Your task is to repeat the records exactly from the line containing "Exercise. Pick out the low" onward, through the final line.

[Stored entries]
>>>

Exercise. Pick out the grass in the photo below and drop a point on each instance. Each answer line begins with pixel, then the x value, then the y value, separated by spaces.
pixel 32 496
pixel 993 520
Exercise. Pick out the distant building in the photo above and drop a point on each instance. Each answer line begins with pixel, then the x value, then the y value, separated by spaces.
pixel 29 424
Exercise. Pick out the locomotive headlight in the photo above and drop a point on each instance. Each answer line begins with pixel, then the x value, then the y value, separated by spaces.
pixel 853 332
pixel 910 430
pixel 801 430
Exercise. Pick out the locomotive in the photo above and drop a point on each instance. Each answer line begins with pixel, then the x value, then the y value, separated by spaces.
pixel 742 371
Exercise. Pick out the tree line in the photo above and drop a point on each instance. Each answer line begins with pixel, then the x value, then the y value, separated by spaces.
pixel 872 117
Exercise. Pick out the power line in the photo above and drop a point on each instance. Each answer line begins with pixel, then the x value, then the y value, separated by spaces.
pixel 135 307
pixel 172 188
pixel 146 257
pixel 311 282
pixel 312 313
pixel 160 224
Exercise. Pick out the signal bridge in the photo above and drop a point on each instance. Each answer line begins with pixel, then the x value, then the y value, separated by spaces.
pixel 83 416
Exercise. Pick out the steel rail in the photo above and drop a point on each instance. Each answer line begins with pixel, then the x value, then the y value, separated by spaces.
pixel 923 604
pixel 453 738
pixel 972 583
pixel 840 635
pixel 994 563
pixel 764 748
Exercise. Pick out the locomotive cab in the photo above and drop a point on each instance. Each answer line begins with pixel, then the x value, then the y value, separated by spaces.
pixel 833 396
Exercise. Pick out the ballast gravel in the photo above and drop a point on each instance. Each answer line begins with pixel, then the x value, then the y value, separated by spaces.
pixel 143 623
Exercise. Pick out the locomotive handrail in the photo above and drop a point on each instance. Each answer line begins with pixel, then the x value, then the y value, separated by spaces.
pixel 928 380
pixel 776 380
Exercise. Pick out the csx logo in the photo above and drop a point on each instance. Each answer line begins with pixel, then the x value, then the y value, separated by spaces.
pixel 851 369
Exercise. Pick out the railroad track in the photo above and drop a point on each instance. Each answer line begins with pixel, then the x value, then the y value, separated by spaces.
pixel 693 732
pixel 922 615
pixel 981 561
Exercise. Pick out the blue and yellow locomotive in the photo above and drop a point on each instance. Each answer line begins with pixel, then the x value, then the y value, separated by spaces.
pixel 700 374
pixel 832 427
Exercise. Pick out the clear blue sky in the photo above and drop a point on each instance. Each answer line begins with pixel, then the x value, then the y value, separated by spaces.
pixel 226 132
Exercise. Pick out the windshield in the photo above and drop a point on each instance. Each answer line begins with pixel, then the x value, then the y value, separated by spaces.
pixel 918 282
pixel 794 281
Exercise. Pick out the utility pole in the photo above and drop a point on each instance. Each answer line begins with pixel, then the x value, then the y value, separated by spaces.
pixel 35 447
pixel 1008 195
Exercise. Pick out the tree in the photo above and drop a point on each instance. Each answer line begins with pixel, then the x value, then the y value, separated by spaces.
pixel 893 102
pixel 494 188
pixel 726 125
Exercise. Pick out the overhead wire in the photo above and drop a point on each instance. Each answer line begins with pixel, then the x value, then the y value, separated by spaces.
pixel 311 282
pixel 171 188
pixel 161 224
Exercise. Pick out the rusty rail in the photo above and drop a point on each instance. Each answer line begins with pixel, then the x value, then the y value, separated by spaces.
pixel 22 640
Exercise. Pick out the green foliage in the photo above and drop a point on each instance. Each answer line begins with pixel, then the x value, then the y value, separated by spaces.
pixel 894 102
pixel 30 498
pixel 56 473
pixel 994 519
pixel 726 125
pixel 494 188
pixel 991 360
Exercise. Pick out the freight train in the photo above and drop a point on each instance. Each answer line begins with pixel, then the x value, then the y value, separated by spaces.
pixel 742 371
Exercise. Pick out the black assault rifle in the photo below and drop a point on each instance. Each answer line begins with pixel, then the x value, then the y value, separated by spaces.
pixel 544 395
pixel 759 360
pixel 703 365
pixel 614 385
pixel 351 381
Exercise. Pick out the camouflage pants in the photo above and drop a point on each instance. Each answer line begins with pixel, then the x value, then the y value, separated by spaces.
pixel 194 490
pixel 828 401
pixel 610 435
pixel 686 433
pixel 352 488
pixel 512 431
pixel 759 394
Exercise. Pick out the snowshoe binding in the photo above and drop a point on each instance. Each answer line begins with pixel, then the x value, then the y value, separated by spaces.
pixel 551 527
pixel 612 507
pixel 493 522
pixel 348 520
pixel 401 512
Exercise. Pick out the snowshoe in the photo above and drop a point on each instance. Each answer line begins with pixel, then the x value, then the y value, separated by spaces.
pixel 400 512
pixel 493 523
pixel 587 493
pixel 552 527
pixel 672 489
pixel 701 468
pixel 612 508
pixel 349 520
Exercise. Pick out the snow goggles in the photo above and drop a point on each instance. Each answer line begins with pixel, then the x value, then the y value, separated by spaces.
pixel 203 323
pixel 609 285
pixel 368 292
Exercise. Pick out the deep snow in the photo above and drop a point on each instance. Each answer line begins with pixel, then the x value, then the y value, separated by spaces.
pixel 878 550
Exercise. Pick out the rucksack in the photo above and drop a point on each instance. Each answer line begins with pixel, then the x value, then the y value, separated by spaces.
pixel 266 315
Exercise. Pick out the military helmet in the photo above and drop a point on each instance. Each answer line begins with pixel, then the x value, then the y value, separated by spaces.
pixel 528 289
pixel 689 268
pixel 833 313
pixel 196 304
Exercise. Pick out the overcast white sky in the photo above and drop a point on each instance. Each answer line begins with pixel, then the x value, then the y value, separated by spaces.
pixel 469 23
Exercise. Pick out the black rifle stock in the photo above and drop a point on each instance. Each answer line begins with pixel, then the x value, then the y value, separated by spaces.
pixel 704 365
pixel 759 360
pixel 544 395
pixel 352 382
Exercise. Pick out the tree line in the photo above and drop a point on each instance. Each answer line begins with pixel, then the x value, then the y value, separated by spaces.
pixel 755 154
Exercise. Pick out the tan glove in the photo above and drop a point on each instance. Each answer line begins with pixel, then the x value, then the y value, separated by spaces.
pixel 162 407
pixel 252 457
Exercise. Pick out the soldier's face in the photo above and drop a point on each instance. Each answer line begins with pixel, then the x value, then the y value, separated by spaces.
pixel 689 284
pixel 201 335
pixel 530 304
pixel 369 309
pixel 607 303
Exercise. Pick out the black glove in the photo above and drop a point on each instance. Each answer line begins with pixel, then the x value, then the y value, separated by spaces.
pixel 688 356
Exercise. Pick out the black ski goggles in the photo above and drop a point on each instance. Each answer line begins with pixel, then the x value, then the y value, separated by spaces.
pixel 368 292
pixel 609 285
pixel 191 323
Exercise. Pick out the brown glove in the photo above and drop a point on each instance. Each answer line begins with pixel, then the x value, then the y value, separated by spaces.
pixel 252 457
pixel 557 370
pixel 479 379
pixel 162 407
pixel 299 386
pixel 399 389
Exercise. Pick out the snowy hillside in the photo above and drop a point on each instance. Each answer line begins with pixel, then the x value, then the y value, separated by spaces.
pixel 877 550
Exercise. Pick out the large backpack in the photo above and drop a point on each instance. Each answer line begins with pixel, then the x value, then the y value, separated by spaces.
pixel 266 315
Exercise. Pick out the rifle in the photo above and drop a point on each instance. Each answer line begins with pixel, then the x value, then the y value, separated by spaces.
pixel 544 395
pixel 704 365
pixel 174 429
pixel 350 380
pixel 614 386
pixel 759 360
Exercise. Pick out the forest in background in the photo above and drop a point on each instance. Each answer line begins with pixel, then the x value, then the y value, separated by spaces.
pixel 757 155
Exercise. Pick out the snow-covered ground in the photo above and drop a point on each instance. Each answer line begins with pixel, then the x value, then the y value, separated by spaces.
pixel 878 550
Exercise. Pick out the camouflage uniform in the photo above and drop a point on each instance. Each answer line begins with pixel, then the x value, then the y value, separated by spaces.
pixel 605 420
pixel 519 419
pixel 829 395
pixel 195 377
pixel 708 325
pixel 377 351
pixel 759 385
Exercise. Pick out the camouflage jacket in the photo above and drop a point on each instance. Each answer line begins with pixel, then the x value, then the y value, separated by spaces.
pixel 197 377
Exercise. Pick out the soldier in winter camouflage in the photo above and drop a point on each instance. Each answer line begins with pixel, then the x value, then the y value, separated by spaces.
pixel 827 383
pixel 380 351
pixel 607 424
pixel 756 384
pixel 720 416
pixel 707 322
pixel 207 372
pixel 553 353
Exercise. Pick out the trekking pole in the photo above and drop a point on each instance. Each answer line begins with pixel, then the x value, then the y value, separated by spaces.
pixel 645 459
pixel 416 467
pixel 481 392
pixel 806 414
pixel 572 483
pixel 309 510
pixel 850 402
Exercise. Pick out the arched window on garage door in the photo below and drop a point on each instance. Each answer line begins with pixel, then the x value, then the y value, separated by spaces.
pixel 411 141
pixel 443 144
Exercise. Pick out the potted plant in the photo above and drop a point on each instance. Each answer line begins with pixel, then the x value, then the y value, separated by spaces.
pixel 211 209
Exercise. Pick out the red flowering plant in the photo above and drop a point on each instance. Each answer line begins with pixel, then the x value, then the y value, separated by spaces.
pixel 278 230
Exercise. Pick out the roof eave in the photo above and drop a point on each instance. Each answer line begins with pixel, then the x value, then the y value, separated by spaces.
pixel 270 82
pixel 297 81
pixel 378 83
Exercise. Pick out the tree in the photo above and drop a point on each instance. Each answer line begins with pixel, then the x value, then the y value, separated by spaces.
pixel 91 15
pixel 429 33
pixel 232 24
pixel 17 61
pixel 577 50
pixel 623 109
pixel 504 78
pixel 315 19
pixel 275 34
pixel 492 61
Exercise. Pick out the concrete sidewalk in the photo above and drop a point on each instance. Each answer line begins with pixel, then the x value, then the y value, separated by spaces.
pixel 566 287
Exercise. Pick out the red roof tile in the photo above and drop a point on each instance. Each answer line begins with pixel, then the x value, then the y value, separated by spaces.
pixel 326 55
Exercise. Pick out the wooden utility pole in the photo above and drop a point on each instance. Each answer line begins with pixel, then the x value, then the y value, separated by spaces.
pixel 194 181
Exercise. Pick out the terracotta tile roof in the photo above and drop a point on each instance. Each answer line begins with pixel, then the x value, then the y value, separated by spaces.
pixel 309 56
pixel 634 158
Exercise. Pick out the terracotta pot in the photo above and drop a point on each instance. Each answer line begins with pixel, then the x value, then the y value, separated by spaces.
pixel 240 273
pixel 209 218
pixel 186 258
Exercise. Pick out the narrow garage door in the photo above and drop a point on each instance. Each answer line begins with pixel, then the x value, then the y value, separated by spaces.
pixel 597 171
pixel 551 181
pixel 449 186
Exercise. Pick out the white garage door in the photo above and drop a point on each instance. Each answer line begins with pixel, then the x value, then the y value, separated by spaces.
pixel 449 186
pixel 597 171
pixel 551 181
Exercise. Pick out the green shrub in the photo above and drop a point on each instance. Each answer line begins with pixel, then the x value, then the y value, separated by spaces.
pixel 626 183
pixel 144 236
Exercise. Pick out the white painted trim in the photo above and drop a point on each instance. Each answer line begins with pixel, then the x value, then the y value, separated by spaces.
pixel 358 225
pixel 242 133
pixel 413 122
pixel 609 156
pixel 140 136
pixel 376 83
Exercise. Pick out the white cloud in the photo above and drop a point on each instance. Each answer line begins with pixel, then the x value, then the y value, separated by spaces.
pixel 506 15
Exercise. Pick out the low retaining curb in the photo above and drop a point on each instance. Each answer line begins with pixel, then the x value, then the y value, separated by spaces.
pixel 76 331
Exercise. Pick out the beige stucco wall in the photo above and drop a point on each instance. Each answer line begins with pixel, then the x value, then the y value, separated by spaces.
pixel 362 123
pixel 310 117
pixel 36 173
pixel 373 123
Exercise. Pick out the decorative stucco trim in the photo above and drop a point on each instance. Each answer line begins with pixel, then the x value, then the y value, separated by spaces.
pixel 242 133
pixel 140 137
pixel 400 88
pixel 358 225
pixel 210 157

<<<

#### Result of this exercise
Exercise. Pick out the low retaining curb in the photo above and drop a point on each instance. Each answer line begins with pixel, then the x value, then the y value, separated by spaces.
pixel 76 331
Exercise. Pick out the beige stucco wall in the photo above and drop a point on each instance. Each answer line begins with pixel, then the x value, then the y value, separated by spaces.
pixel 362 123
pixel 310 117
pixel 36 173
pixel 373 123
Exercise. Pick out the decorative stucco trim in the photo above and drop a point on each instance. Each answer line begins with pixel, then the x value, then the y value, separated by spaces.
pixel 242 133
pixel 140 137
pixel 400 88
pixel 358 225
pixel 210 157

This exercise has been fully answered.